[start of Data for processing]
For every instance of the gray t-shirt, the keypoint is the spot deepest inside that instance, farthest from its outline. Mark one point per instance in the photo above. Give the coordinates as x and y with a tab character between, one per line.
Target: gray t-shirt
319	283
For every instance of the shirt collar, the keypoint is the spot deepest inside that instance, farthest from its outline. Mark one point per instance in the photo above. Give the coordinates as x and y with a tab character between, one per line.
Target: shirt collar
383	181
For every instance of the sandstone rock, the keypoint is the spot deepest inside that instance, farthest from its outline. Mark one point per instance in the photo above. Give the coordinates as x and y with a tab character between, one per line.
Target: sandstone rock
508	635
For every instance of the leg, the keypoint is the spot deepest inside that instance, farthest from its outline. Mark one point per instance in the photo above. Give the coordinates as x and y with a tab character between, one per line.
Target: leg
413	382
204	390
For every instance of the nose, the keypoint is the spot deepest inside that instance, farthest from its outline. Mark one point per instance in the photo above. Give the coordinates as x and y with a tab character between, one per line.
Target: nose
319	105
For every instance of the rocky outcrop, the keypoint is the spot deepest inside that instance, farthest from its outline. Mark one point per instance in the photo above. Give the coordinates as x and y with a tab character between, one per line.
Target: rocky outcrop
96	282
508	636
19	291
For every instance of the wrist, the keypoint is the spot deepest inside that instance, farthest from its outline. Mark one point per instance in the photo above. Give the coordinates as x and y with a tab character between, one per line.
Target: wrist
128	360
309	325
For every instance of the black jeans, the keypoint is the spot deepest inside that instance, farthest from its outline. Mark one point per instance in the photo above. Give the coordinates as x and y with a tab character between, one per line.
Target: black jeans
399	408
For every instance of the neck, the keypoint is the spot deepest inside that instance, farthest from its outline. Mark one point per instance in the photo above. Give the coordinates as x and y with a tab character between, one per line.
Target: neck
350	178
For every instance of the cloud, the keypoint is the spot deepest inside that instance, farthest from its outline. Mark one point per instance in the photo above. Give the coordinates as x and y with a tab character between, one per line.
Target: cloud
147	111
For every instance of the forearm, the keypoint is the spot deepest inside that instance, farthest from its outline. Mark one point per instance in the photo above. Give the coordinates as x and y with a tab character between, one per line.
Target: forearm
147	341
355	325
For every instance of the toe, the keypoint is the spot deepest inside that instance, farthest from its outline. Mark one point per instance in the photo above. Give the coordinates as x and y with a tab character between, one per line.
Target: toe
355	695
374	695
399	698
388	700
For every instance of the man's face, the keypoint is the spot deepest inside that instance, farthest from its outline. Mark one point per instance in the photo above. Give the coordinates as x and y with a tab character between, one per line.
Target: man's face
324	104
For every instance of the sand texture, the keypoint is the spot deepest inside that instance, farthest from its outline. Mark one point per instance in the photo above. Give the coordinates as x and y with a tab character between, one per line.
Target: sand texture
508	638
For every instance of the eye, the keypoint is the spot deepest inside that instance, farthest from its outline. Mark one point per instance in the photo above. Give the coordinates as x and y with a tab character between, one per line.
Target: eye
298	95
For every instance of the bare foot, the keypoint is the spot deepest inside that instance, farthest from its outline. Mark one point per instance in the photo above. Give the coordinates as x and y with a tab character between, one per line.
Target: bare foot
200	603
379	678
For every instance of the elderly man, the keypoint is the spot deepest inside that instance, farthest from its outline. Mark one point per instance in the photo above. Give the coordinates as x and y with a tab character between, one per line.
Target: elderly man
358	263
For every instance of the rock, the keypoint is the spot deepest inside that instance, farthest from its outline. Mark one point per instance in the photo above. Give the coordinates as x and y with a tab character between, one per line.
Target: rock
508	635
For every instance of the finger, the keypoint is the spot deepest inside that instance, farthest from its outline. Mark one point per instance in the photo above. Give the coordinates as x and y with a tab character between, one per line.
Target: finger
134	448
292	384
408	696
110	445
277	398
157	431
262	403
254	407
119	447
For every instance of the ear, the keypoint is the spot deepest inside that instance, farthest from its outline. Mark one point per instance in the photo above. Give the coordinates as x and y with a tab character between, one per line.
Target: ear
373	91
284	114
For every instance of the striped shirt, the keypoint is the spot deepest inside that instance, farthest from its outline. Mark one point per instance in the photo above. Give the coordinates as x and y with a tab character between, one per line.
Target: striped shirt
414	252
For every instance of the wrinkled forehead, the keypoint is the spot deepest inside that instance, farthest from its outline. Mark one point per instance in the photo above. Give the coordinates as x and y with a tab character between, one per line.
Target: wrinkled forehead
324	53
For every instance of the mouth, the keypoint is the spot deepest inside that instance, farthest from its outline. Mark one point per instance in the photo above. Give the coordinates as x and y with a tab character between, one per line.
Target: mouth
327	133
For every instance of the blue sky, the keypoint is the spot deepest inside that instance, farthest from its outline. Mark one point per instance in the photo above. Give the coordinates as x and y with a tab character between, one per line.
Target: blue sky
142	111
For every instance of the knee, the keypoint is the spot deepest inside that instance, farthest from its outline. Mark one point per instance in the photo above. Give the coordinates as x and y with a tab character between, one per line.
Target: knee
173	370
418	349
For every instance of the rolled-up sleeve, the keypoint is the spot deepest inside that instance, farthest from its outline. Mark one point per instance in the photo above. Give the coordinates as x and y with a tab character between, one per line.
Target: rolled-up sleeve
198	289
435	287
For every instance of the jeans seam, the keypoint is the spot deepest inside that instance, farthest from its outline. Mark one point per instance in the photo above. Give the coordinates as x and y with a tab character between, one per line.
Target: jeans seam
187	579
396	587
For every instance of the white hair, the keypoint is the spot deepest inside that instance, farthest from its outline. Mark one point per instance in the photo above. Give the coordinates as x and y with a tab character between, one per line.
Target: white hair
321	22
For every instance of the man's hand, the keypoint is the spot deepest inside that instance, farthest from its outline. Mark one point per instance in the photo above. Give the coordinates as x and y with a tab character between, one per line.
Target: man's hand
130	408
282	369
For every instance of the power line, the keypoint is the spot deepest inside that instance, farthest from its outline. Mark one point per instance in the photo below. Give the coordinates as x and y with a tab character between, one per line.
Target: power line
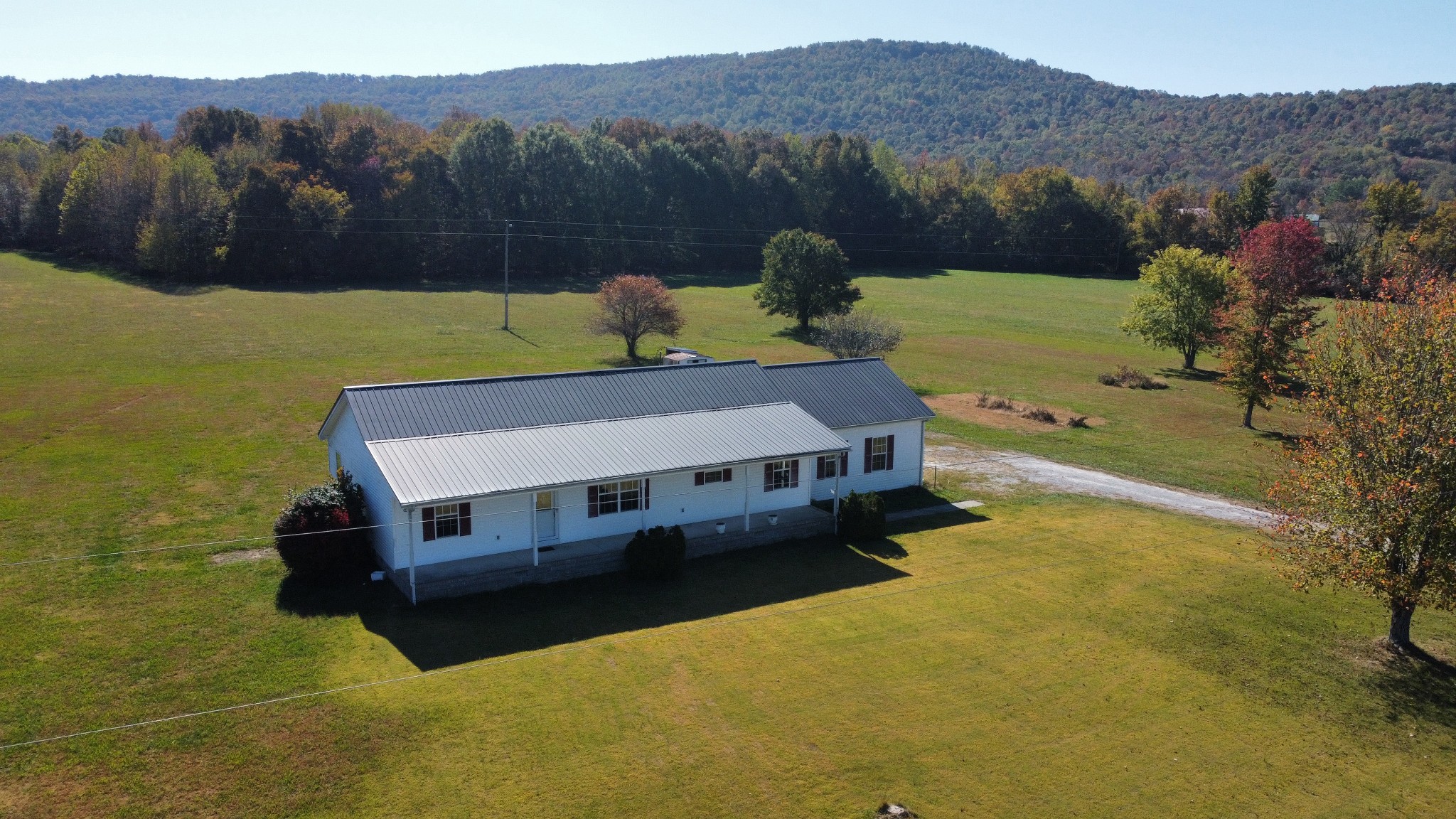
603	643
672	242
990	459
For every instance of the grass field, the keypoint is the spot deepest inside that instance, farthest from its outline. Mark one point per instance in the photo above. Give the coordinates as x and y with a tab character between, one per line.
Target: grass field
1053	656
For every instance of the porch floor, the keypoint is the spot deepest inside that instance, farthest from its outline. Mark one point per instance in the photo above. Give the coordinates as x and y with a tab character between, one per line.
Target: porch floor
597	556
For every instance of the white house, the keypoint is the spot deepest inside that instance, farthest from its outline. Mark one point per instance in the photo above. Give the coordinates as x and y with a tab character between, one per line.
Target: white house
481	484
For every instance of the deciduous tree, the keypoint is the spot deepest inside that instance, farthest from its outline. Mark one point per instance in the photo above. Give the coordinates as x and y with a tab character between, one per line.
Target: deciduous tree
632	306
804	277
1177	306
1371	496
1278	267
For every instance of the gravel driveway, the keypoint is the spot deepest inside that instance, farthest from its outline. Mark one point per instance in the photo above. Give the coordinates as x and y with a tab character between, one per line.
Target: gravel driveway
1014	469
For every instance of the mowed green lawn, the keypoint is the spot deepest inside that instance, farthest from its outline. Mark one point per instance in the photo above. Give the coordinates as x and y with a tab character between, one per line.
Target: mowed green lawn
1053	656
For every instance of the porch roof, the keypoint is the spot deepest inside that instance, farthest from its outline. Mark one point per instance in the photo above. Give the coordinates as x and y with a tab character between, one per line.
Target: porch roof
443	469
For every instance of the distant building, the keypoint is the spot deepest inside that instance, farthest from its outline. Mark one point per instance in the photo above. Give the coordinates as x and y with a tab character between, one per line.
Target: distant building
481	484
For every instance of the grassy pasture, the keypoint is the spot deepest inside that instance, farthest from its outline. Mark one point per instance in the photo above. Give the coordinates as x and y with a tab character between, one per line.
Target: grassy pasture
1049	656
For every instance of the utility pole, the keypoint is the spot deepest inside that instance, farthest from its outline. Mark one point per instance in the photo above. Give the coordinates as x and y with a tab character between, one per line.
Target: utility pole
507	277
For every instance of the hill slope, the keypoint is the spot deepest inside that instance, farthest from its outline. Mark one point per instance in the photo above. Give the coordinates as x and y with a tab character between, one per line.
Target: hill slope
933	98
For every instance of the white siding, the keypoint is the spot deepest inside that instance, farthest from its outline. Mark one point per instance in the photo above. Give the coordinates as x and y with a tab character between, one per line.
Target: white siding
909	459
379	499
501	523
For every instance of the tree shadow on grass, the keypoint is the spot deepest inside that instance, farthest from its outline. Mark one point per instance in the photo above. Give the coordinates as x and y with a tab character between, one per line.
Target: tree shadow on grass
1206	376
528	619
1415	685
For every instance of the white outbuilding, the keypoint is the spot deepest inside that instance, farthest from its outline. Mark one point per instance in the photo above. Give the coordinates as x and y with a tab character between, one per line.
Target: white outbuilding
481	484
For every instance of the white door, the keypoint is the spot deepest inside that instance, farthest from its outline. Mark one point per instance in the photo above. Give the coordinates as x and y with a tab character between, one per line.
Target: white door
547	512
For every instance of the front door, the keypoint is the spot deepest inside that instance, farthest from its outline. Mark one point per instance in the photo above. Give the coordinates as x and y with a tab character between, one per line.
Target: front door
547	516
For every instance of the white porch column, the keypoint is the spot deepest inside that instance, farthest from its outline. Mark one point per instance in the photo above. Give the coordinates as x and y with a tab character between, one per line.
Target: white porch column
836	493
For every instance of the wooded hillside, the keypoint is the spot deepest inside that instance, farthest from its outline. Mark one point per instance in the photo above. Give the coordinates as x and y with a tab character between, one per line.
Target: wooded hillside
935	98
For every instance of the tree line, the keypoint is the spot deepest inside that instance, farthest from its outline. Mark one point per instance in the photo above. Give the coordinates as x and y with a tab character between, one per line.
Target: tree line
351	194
[end of Data for processing]
What is being asked
Extract, unchanged, the closing run of lines that opens with the line containing "For every instance of the white door, the" and ends with the last line.

Solution for this problem
For every instance of the white door, the keypoint is the spot deepest inside that instance, farthest from its outline. Mark one point per instance in the photo above. Give the coordinates as x and y with a tab character between, one per line.
Target: white door
547	512
For every instance of the front door, the keypoint is the spot deepest inside that instance, farthest from its outline. Mark one point per instance in the photo above. Give the coordinates as x and y with a tab character between, one per line.
Target: front door
547	516
For every instance of the white porch column, the keypoint is the spot deepest inside that instance, farthest from its outline. Mark one point per instance in the photo above. Give the coordinates as x and y with a tab character between, one per line.
Target: white porch column
836	493
For every instance of the wooded hillside, the keypoint is the spot deepest inside that instance, farthest from its outline. Mark one point per instance in the photo above. Give the coordinates as x and y with a tab character between, one per line.
Target: wooded hillside
935	98
For every instance of the tree line, the keypoint is the spot deepest inside that instance, farthest from its outline. Mark one point per instance in the photo above. Give the coordinates as x and y with a tab character between, one per line.
Target: tree line
351	194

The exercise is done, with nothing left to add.